• Study material:
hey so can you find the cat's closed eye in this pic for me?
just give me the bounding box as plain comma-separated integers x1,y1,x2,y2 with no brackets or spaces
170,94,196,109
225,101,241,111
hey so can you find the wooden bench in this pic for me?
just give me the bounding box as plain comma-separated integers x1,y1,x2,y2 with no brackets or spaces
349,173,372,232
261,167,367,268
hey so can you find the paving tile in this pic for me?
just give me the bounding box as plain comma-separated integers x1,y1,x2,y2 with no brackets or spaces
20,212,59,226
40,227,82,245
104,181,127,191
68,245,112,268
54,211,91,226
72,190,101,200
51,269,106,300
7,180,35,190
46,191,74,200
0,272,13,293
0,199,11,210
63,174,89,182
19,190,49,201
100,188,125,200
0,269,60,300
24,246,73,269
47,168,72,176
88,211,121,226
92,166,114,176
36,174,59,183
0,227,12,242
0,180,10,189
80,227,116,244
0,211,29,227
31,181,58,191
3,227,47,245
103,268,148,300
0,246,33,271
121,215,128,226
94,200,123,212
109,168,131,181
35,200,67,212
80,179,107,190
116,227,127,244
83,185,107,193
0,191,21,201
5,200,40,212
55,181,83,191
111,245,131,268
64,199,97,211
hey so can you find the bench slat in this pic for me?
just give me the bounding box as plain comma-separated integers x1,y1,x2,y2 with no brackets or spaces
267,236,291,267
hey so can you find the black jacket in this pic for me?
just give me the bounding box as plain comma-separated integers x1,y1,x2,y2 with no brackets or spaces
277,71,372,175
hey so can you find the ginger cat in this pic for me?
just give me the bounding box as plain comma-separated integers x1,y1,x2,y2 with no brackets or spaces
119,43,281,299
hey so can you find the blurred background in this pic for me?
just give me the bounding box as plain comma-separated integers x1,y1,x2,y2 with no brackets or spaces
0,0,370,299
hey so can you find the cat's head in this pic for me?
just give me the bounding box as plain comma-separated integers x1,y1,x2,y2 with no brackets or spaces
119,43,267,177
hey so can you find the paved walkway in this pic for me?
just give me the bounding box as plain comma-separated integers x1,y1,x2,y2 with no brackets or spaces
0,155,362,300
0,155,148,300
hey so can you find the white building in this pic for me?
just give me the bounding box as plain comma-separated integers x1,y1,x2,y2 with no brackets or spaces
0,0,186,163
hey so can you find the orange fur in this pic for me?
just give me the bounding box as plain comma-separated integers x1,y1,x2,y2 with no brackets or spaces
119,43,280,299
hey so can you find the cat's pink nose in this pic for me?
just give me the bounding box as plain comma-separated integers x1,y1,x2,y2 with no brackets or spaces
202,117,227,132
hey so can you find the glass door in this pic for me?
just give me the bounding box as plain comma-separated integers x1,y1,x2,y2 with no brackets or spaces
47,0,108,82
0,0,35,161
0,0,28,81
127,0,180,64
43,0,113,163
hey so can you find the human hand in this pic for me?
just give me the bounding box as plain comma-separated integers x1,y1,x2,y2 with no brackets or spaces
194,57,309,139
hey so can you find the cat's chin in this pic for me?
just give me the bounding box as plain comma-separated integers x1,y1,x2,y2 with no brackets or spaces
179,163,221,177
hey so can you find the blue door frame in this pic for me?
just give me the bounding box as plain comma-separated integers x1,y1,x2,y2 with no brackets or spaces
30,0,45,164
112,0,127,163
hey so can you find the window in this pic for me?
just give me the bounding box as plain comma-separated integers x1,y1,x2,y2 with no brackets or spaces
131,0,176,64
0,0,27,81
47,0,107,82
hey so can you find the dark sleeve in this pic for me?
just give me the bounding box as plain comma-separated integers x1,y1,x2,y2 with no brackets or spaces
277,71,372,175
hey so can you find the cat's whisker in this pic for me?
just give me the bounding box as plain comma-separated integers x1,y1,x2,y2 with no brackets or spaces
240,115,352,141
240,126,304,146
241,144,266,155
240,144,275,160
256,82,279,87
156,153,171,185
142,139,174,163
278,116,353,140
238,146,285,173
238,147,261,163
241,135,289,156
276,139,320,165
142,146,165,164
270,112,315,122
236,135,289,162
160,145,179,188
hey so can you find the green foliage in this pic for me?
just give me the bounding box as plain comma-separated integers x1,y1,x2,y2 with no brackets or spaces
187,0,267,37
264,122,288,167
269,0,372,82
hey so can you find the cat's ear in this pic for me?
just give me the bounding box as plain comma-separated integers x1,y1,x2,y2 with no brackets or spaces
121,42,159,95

...

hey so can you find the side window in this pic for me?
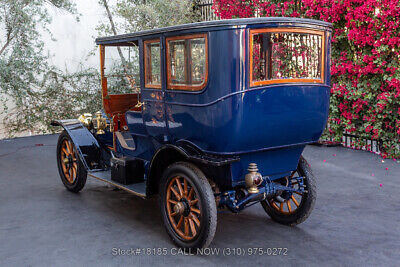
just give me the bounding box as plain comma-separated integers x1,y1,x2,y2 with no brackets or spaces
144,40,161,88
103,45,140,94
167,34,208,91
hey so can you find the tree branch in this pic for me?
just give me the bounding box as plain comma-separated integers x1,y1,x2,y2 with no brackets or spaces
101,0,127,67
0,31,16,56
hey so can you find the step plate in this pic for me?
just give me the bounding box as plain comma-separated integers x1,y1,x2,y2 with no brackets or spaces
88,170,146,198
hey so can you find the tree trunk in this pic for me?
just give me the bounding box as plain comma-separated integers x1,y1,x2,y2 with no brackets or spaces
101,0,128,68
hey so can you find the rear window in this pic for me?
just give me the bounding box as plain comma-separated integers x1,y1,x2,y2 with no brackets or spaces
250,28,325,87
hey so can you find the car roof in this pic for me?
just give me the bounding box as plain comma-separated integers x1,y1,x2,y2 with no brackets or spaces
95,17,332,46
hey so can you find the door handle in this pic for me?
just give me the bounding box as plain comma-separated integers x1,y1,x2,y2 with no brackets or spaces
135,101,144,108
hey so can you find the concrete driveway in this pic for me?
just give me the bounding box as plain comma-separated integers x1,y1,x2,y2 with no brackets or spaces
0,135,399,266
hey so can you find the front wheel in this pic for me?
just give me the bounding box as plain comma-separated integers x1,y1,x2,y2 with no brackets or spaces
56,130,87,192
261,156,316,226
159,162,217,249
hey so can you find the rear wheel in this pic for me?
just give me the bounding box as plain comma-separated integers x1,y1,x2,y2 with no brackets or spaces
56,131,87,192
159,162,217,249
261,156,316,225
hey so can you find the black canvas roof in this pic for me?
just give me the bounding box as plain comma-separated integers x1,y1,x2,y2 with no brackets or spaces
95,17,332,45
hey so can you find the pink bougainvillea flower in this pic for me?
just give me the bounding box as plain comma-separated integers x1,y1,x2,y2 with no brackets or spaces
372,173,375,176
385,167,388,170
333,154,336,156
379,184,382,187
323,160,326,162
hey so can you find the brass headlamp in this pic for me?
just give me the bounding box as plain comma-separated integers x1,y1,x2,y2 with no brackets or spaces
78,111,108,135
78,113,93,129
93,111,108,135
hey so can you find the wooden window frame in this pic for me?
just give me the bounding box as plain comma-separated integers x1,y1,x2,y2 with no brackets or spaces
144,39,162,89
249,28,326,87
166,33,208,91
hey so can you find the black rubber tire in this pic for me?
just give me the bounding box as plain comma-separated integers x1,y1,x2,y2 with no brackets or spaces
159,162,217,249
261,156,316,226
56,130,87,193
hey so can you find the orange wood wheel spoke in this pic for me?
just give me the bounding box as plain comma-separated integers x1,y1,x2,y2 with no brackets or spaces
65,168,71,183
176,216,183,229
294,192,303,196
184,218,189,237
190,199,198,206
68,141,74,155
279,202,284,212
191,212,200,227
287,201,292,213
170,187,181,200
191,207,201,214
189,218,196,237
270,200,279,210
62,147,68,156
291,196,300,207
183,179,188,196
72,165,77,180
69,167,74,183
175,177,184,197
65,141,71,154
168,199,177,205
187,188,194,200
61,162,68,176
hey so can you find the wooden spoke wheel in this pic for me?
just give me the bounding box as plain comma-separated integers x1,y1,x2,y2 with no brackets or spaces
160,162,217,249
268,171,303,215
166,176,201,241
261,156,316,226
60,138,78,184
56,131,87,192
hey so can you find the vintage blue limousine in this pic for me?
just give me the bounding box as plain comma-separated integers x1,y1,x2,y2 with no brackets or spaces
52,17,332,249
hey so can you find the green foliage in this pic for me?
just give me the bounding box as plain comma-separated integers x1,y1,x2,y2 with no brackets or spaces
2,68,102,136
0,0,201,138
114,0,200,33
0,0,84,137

• Task brief: Write down, word for word, the lines above from the one containing "hey so can you find the dark" through the one containing "hey so can you find the cat's whisker", both ends included.

• Result of this exercise:
hey so can you find the dark sleeve in this pic for me?
just give me the bounding box as plain comma-separated integers x1,y1,x2,y2 with no brackets or spaces
277,71,372,175
hey so can you find the cat's whisker in this pic for me?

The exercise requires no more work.